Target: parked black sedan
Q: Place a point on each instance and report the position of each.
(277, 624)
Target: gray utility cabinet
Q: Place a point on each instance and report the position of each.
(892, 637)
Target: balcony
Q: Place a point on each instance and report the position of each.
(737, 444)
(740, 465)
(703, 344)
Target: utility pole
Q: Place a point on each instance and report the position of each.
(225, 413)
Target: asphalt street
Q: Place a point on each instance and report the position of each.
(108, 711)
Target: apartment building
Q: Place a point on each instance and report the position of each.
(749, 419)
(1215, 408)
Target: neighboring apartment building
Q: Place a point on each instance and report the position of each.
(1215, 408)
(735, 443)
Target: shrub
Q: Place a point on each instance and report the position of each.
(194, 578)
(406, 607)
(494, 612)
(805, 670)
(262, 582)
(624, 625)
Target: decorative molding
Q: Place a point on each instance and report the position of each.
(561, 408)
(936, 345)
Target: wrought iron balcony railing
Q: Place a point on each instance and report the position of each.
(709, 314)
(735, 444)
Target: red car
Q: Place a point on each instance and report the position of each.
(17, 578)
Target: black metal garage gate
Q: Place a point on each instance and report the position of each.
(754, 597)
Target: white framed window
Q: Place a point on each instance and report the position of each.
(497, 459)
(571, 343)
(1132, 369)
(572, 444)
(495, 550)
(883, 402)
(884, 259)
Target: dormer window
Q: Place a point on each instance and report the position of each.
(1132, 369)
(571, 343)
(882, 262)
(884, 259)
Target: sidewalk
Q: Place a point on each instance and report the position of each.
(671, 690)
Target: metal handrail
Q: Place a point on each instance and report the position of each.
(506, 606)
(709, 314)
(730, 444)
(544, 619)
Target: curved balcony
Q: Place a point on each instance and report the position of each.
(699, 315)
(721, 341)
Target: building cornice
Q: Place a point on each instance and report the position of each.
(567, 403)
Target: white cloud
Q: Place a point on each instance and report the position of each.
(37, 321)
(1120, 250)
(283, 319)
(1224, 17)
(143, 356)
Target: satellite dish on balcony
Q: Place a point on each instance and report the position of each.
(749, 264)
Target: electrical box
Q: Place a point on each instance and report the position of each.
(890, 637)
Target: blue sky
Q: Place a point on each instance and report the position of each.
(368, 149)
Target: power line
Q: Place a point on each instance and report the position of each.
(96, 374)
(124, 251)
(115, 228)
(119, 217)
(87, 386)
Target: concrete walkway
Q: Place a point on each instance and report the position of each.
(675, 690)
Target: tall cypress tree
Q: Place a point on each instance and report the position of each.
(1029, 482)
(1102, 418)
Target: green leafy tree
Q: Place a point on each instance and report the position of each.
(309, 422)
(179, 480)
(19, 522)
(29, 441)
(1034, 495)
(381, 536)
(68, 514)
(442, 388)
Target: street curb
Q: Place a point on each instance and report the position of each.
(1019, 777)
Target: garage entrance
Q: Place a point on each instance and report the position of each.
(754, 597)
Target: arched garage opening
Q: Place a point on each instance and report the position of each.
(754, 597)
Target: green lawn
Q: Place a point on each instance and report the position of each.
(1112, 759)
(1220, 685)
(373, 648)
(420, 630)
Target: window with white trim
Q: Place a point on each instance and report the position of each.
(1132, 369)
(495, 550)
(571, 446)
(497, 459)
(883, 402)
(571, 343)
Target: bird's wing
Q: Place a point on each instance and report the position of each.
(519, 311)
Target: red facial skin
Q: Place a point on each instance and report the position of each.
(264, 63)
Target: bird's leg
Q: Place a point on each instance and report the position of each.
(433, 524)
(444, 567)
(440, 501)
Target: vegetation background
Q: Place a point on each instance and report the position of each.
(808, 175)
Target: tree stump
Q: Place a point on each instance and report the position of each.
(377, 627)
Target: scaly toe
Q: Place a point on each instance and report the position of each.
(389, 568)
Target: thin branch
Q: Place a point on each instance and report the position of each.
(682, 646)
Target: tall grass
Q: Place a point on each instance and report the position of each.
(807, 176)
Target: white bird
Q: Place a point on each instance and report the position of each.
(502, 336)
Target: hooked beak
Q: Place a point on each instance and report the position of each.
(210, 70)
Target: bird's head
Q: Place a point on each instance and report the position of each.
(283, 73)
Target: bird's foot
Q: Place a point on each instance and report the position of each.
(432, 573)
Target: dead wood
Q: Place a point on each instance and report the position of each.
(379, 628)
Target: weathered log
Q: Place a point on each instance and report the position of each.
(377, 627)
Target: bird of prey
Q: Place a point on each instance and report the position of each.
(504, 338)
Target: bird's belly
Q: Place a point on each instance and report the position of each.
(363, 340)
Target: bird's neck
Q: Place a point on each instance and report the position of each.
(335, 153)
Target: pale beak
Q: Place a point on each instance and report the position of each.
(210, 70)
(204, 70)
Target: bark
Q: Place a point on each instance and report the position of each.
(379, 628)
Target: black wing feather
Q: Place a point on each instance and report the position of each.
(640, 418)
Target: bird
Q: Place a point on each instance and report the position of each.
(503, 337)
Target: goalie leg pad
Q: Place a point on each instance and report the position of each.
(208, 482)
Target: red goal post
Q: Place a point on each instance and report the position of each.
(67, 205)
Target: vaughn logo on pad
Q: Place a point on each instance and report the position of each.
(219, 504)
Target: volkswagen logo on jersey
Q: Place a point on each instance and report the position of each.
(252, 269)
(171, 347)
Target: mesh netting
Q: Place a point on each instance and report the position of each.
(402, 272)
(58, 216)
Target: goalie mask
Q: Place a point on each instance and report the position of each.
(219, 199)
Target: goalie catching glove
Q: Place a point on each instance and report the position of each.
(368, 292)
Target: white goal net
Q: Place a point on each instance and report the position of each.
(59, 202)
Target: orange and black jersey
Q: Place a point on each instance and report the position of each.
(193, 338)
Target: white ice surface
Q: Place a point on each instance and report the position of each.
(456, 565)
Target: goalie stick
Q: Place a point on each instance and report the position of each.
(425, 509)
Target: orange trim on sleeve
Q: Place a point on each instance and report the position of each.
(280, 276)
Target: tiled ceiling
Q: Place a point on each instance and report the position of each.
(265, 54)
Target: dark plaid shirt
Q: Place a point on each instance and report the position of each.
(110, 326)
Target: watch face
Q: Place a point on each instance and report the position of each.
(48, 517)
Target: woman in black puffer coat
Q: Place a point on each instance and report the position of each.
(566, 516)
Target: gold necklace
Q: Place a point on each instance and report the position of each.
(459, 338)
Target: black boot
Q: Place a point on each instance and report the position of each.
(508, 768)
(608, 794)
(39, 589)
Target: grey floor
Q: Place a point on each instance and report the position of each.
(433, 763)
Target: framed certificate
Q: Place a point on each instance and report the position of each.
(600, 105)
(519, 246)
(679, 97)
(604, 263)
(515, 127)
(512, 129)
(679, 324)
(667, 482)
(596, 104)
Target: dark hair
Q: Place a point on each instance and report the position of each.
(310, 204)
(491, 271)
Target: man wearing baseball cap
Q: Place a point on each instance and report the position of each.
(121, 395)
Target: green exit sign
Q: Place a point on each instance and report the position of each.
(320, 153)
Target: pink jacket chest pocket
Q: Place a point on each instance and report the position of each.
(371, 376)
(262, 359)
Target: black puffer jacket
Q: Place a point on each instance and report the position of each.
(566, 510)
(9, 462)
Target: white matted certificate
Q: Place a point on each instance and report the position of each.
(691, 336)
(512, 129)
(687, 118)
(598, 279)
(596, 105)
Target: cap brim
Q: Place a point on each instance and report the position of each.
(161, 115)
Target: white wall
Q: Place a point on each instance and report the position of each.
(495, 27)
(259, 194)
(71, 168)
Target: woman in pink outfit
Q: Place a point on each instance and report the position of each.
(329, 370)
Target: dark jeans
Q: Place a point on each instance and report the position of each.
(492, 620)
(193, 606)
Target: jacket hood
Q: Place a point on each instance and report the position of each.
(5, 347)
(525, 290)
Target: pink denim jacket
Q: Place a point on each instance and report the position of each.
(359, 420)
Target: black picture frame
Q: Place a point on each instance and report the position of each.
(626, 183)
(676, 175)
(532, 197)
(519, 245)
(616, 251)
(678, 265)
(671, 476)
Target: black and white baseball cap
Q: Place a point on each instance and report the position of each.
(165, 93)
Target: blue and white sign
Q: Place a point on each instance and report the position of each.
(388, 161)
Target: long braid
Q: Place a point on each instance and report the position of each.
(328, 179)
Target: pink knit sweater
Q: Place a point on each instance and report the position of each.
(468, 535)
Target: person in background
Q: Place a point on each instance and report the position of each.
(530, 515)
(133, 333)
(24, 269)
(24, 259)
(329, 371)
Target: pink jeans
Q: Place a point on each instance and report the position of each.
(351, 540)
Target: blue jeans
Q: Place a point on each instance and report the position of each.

■ What the exercise asks
Starting at the line above that contains "Target: pale beak", write out each line exactly until the line that contains "Target: goalie catching glove" has been written, and stop there.

■ Solution for this problem
Target: pale beak
Q: Place a point on each instance and report the position of each.
(210, 70)
(204, 70)
Target: bark
Q: Place a point on each instance and report the position of each.
(379, 628)
Target: black wing feather
Q: Place a point on each instance and report the position of each.
(640, 418)
Target: bird
Q: Place a point on each instance and report the position of each.
(503, 337)
Target: goalie leg pad
Q: Place a point on each instance and report the position of each.
(208, 482)
Target: red goal post
Q: Place a point on each instance and report the position of each.
(67, 205)
Target: vaughn logo on pad
Q: Place a point on each instance and report the position of each.
(219, 504)
Target: volkswagen logo on jersey
Q: Place a point on each instance and report the position of each.
(252, 269)
(171, 347)
Target: mesh netting
Q: Place a point on each instance and report the position of each.
(402, 272)
(58, 216)
Target: goalie mask
Q: Place a point on each instance and report the position of each.
(219, 199)
Target: goalie catching glove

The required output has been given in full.